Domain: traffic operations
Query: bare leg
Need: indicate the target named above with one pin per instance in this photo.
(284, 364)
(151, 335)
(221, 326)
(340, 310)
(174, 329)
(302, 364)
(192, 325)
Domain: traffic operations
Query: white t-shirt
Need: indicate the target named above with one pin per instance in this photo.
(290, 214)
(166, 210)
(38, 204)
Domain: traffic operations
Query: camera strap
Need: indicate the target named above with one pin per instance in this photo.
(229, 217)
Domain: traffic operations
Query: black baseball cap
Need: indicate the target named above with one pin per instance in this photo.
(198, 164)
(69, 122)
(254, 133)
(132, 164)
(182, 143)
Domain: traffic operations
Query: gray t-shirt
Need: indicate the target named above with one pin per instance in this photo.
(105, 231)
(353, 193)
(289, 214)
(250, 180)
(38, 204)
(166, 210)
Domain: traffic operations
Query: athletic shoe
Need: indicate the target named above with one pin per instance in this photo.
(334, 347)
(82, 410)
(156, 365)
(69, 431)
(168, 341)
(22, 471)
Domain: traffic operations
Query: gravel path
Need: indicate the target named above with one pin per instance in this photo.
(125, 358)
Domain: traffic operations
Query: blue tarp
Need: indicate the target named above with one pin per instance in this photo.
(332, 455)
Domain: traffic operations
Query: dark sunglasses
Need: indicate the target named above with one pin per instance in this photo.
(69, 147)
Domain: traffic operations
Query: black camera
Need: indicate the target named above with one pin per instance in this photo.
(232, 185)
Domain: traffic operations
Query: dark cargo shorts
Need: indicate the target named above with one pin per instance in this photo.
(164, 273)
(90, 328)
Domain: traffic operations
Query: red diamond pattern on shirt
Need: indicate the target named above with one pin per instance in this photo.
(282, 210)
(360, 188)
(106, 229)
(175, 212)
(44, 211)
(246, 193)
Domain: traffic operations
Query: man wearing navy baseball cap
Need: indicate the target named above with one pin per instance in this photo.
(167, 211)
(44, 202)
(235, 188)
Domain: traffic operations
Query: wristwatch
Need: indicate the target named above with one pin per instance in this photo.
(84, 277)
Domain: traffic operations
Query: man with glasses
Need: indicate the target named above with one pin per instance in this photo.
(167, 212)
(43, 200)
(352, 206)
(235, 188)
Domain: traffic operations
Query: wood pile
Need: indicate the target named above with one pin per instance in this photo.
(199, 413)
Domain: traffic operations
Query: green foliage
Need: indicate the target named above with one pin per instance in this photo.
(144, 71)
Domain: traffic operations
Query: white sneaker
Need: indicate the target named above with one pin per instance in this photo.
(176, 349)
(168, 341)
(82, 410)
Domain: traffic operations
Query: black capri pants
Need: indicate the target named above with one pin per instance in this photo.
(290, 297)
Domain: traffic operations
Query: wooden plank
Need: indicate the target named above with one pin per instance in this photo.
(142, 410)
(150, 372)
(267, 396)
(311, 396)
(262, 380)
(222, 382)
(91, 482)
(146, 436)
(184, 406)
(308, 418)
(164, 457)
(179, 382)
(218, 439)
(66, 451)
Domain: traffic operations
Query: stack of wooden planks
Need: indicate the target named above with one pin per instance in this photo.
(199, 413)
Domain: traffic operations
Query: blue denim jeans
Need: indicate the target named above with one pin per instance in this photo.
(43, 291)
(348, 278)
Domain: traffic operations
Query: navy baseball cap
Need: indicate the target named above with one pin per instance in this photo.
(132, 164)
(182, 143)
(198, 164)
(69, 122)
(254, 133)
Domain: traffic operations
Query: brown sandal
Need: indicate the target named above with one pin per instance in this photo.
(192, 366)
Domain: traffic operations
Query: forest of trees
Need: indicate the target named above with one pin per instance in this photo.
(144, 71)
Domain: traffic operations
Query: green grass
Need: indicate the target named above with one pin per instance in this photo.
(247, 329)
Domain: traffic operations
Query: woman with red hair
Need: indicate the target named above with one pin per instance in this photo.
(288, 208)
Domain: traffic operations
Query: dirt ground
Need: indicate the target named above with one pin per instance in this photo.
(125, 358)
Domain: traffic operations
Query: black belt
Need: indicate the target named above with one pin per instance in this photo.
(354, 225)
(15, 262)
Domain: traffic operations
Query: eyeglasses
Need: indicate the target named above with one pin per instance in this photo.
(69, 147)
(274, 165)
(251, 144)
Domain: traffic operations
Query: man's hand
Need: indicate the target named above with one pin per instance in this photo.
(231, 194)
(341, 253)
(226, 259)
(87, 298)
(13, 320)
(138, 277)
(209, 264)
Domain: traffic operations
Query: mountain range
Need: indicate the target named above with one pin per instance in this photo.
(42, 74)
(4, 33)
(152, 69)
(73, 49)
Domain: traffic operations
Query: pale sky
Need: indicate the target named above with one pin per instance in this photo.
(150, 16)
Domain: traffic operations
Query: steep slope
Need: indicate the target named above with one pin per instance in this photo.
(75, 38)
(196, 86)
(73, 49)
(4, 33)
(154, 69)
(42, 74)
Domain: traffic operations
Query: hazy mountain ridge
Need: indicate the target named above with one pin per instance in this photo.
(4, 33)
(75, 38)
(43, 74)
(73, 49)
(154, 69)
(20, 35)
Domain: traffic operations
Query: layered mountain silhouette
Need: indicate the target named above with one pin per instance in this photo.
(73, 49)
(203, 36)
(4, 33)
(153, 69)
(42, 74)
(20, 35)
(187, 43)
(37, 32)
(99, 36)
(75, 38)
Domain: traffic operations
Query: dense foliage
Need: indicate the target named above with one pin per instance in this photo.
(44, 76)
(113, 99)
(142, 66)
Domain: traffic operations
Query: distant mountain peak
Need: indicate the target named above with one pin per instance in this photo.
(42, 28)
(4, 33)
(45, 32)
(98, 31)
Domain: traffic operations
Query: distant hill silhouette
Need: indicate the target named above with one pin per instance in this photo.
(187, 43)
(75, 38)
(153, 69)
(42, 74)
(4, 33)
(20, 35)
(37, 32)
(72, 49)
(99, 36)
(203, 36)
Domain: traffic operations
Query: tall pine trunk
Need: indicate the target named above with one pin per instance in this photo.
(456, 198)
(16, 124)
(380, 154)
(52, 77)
+++
Work to do:
Output the records exactly, including every line.

Answer for the task:
Domain: traffic operations
Query: bare leg
Need: indicate the target named above with one pin per instance in this photo.
(284, 364)
(151, 335)
(221, 326)
(340, 310)
(174, 329)
(302, 364)
(192, 325)
Domain: traffic operations
Query: white t-shirt
Need: indicate the target named above with one pin per instance in this photo.
(290, 214)
(166, 210)
(38, 204)
Domain: traffic operations
Query: camera strap
Need: indicate the target named above with one pin per instance in this photo.
(229, 217)
Domain: traffic operations
Query: black baseball cap
Need: indicate the target named above with one pin per instance in this photo.
(198, 164)
(69, 122)
(254, 133)
(132, 164)
(182, 143)
Domain: traffic operations
Query: gray t-shirt
Need: indicate the target named above with one pin per instance in this photo.
(105, 231)
(353, 193)
(289, 214)
(250, 180)
(38, 204)
(166, 210)
Domain: traffic operations
Query: athletic shoe
Need: indicate the target named above with one pin per instance in this photo.
(334, 347)
(82, 410)
(156, 365)
(69, 431)
(168, 341)
(22, 471)
Domain: traffic operations
Query: gravel path
Need: indicate the target named above with one pin per instance in this photo.
(125, 358)
Domain: traffic operations
Query: blue tarp
Need: indicate the target named above with one pin per instance in this photo.
(332, 455)
Domain: traffic operations
Query: dark sunglasses
Need: indicate the target named above with one pin per instance in this photo.
(69, 147)
Domain: traffic operations
Query: black camera
Need: indicate the target named above with one pin per instance in this photo.
(232, 185)
Domain: traffic operations
Query: dark cargo shorts
Need: indicate the target named above with one pin per instance in this photo.
(164, 273)
(90, 328)
Domain: traffic operations
Query: red diamond pattern on shirt
Need: indicate the target named above with one pin per instance in this photo.
(282, 210)
(360, 188)
(106, 229)
(175, 212)
(44, 211)
(246, 193)
Domain: traffic operations
Query: man wearing navy baseball cap
Need: indicate the target named above with one pin per instance in this photo.
(167, 211)
(44, 202)
(235, 188)
Domain: traffic operations
Query: wristwatch
Need: indicate the target named above with one pin per instance in this photo.
(84, 277)
Domain: traffic operations
Query: man with glasses
Need: indicate the target named above with one pin per instance in this photo.
(167, 212)
(43, 200)
(352, 206)
(235, 188)
Domain: traffic operations
Query: wood pile
Need: indicate the target named above with one pin per instance in this photo.
(199, 413)
Domain: traffic operations
Query: green foliage
Need: indicate the target named above with one pin per instance in this photo.
(144, 71)
Domain: traffic operations
Query: white sneaker
Need: indicate the target named above with one pin per instance in this photo.
(176, 349)
(168, 341)
(82, 410)
Domain: traffic operations
Query: black capri pants
Need: indicate the target named above with one pin per instance in this photo.
(290, 297)
Domain: traffic operations
Query: wooden plank
Need: indicate the target named above with one pin per instance in this photo.
(142, 410)
(150, 372)
(267, 396)
(311, 396)
(262, 380)
(222, 382)
(91, 482)
(146, 436)
(184, 406)
(308, 418)
(164, 457)
(179, 382)
(218, 439)
(66, 451)
Domain: traffic operations
Query: stack of wooden planks
Need: indicate the target named above with one pin per instance in this photo.
(199, 413)
Domain: traffic operations
Query: blue denim jeans
Need: indicate the target named above with one pin per instance in this photo.
(43, 291)
(348, 278)
Domain: traffic operations
Query: navy baseball cap
Need: indicate the target named above with one pin per instance in this photo.
(132, 164)
(182, 143)
(198, 164)
(69, 122)
(254, 133)
Domain: traffic operations
Query: brown sandal
Need: indicate the target named above with one pin per instance in this photo.
(192, 366)
Domain: traffic operations
Query: forest of trees
Need: indicate the target named above with one pin per instance in this photo.
(144, 71)
Domain: traffic operations
Query: green grass
Need: indicate the target named above with one pin per instance in this photo.
(247, 329)
Domain: traffic operations
Query: woman with red hair
Need: indicate the target named above with one pin per instance in this photo.
(288, 208)
Domain: traffic operations
Query: dirt ground
Need: indicate the target named above with one pin per instance in this photo.
(125, 358)
Domain: traffic operations
Query: black belt
Need: indicate the target named above with one pin per instance in this photo.
(354, 225)
(15, 262)
Domain: traffic operations
Query: eyeglasses
Need: indicate the target named above with one pin per instance in this photo.
(69, 147)
(274, 165)
(251, 144)
Domain: traffic operations
Query: man's hand
Need: indicate the target named above with one pin per instance in this photo.
(231, 194)
(341, 253)
(226, 259)
(87, 298)
(13, 320)
(138, 277)
(209, 264)
Domain: traffic operations
Query: mountain range
Need: indicate the target named above with one pin per instance in this photo.
(42, 74)
(4, 33)
(152, 69)
(73, 49)
Domain: traffic operations
Query: pale sky
Need: indicate the target named above with one pin per instance in this photo.
(150, 16)
Domain: traffic operations
Query: steep slope
Need: indicate the target named above with one pin per instance in this photo.
(75, 38)
(196, 86)
(73, 49)
(4, 33)
(154, 69)
(42, 74)
Domain: traffic operations
Query: hazy mountain ridge
Need: indicate the target named above with one pin per instance in this photo.
(4, 33)
(75, 38)
(43, 74)
(73, 49)
(154, 69)
(20, 35)
Domain: traffic operations
Query: layered mountain silhouette
Need: indicate the target named above with one pin per instance in this photo.
(73, 49)
(203, 36)
(4, 33)
(153, 69)
(42, 74)
(20, 35)
(187, 43)
(37, 32)
(99, 36)
(75, 38)
Domain: traffic operations
Query: dense foliage
Need: indicate the target named above with one pin per instance in this photo.
(44, 76)
(113, 99)
(142, 66)
Domain: traffic operations
Query: distant mountain peak
Need: indicate the target named above with one pin per instance in this photo.
(42, 28)
(4, 33)
(45, 32)
(98, 31)
Domain: traffic operations
Query: distant hill silhouette
Need: indicate the target named above with one pin per instance in this photo.
(187, 43)
(75, 38)
(153, 69)
(42, 74)
(4, 33)
(20, 35)
(37, 32)
(72, 49)
(99, 36)
(203, 36)
Domain: traffic operations
Query: tall pine trunk
Need: indicate the target named above with one pin per instance in this photo.
(456, 198)
(16, 124)
(380, 154)
(52, 77)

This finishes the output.